REQUIRED TASK:
The listing below is to be output in its exact form.

LISTED RECORDS:
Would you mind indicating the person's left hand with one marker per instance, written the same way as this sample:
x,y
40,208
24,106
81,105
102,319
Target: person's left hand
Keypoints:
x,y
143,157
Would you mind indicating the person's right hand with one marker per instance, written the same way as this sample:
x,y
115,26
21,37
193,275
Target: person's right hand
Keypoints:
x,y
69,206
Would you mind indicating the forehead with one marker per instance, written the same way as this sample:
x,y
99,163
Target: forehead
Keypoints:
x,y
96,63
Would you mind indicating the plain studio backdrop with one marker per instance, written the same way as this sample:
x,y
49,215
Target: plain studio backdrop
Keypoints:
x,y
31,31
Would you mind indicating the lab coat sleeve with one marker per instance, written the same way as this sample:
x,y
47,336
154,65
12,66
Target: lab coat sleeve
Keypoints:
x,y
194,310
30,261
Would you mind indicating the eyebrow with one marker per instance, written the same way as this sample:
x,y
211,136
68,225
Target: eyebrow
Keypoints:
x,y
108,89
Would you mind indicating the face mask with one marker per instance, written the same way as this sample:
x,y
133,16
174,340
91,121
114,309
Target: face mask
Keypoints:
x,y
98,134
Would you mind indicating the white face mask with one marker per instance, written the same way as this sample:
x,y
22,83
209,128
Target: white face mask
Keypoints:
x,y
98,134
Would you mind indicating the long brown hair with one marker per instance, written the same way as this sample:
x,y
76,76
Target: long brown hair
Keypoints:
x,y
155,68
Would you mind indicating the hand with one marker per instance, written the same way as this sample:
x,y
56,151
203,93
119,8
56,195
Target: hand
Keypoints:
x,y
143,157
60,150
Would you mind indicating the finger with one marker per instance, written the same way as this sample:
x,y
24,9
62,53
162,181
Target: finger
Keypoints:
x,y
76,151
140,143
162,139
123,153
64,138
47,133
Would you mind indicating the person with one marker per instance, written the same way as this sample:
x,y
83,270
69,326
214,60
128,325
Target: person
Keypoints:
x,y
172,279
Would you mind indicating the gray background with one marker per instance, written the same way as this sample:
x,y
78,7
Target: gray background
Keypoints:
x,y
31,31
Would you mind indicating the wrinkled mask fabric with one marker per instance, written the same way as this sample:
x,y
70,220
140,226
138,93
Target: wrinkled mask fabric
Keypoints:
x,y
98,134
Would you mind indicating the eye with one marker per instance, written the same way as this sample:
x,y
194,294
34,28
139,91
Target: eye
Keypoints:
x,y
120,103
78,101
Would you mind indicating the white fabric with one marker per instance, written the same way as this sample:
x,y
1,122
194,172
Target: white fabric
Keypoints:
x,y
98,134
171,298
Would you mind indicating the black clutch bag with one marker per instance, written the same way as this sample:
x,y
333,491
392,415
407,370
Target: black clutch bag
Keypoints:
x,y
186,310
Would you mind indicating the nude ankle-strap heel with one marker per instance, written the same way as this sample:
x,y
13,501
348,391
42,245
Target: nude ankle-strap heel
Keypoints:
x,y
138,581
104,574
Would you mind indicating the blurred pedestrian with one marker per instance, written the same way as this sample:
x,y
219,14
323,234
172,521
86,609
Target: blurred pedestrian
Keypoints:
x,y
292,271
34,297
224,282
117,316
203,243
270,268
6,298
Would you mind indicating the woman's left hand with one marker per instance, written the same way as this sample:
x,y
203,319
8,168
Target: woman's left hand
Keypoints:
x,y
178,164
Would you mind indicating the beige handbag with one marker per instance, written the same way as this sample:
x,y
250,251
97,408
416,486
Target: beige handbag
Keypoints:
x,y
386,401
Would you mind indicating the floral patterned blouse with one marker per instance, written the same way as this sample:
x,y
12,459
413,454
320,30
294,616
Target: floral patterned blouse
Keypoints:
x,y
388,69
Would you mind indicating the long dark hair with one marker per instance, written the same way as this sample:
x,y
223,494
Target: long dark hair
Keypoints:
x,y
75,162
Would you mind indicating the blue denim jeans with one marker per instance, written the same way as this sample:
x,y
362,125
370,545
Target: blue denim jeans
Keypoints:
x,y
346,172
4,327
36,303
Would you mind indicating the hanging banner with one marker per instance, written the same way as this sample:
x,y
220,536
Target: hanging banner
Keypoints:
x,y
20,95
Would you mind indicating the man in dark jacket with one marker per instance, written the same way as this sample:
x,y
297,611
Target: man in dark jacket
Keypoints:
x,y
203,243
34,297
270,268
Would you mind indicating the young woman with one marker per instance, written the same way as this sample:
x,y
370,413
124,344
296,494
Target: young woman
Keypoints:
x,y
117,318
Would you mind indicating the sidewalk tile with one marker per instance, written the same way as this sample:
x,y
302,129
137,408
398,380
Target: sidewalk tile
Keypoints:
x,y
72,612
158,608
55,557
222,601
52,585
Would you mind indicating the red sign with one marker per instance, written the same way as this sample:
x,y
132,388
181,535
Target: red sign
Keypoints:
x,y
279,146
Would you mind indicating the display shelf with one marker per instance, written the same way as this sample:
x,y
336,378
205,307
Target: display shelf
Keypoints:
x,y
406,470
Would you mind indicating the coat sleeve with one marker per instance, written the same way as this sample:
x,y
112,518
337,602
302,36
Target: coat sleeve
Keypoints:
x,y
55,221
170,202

REPLY TO THE TASK:
Would you mind indicating the person's left hand with one marker per instance, written the same way as this sample:
x,y
40,208
24,106
81,105
102,319
Target: person's left hand
Keypoints:
x,y
143,157
Would you mind indicating the person's right hand with one marker per instance, written the same way as this sample:
x,y
115,26
21,37
193,275
Target: person's right hand
Keypoints:
x,y
69,206
Would you mind indicating the forehead with one marker per instance, written the same way as this sample:
x,y
99,163
Target: forehead
Keypoints:
x,y
96,63
Would you mind indicating the plain studio backdrop with one marker per instance, written the same way as this sample:
x,y
49,215
Target: plain studio backdrop
Keypoints:
x,y
31,31
Would you mind indicating the lab coat sleeve with one marker per instance, written the same way as this sample:
x,y
47,336
154,65
12,66
Target: lab coat sleeve
Keypoints:
x,y
194,310
30,261
Would you mind indicating the eyebrow with one marker per instance, written the same way as this sample:
x,y
211,136
68,225
Target: eyebrow
Keypoints:
x,y
108,89
Would you mind indicating the face mask with one marker per instance, written the same way as this sample:
x,y
133,16
174,340
91,121
114,309
Target: face mask
Keypoints:
x,y
98,134
Would you mind indicating the white face mask with one marker per instance, written the same way as this sample:
x,y
22,83
209,128
Target: white face mask
Keypoints:
x,y
98,134
Would you mind indicating the long brown hair with one marker per instance, written the same way as this sample:
x,y
76,76
Target: long brown hair
Keypoints:
x,y
155,68
Would you mind indicating the hand with one marker per instance, written the same way as this sample:
x,y
56,151
203,93
119,8
56,195
Target: hand
Keypoints:
x,y
143,157
60,150
Would you mind indicating the finger with one marker per instance, written the same way as this sample:
x,y
24,9
62,53
162,181
Target: finger
Keypoints:
x,y
76,151
140,143
162,139
123,153
64,138
47,133
Would you mind indicating the person with one marker per instance, written the same way as this sample:
x,y
83,270
69,326
214,60
128,325
Target: person
Keypoints:
x,y
172,279
Would you mind indicating the gray background with one marker per instance, written the same way as this sample:
x,y
78,7
Target: gray background
Keypoints:
x,y
31,31
Would you mind indicating the wrinkled mask fabric with one marker per instance, written the same way as this sample:
x,y
70,220
140,226
138,93
Target: wrinkled mask fabric
Keypoints:
x,y
98,134
Would you mind indicating the eye with one marker per instance, written the same way as this sample:
x,y
194,294
34,28
139,91
Target: eye
Keypoints:
x,y
120,103
78,101
Would you mind indicating the white fabric with one marker per instance, written the same way as this sample:
x,y
1,122
194,172
Target: white fabric
Keypoints:
x,y
98,134
171,298
Would you mind indicating the black clutch bag with one marker per instance, written the same way as this sample:
x,y
333,491
392,415
407,370
Target: black clutch bag
Keypoints:
x,y
186,310
Would you mind indicating the nude ankle-strap heel with one marker per instance, written the same way as this sample:
x,y
13,501
348,391
42,245
Target: nude ankle-strap heel
Keypoints:
x,y
138,581
104,574
Would you mind indicating the blurred pedestrian with one marker per instance, written the same way as this sample:
x,y
219,14
323,234
172,521
86,609
Target: blurred pedestrian
Keypoints:
x,y
292,271
34,297
224,282
117,316
203,243
270,268
6,298
Would you mind indicating the woman's left hand with one marker per instance, written the same way as this sample:
x,y
203,319
8,168
Target: woman's left hand
Keypoints:
x,y
178,164
Would you mind indicating the beige handbag with one marker per instance, written the same way as this sample:
x,y
250,251
97,408
416,486
Target: beige handbag
Keypoints:
x,y
386,401
Would you mind indicating the floral patterned blouse with one marker per instance, written the same way as this sample:
x,y
12,459
413,454
320,30
294,616
Target: floral patterned blouse
Keypoints:
x,y
388,69
Would you mind indicating the long dark hair with one marker per instance, written the same way as this sample:
x,y
223,494
Target: long dark hair
Keypoints:
x,y
75,162
Would you mind indicating the blue denim jeans with one marker per instance, written the same way as this sample:
x,y
362,125
370,545
Target: blue denim jeans
Keypoints:
x,y
346,172
4,327
36,303
Would you mind indicating the hanging banner with one marker per instance, written the same way as this sample:
x,y
220,536
Target: hanging banner
Keypoints:
x,y
20,95
Would you mind indicating the man in dark jacket with one marker per instance, written the same way as this sample:
x,y
297,611
Target: man in dark jacket
Keypoints:
x,y
203,243
34,297
270,268
Would you mind indicating the young woman with one marker per instance, written the same way as this sample:
x,y
370,413
124,344
296,494
Target: young woman
Keypoints:
x,y
117,318
Would you mind indicating the sidewalk tile with one marker per instance, written the same way as this sample:
x,y
302,129
137,408
398,380
Target: sidewalk tile
Keypoints:
x,y
72,612
158,608
55,557
222,601
52,585
Would you mind indicating the red sign with one marker per instance, written the same way as this sample:
x,y
132,388
181,535
Target: red sign
Keypoints:
x,y
279,146
Would you mind indicating the display shelf with one marker per instance, written the same way as this sample:
x,y
336,378
205,307
Target: display shelf
Keypoints:
x,y
406,470
Would you mind indicating the coat sleeve with one marker per instance, written the same way as this sample:
x,y
112,518
337,602
302,36
Target: coat sleeve
Keypoints:
x,y
55,221
170,202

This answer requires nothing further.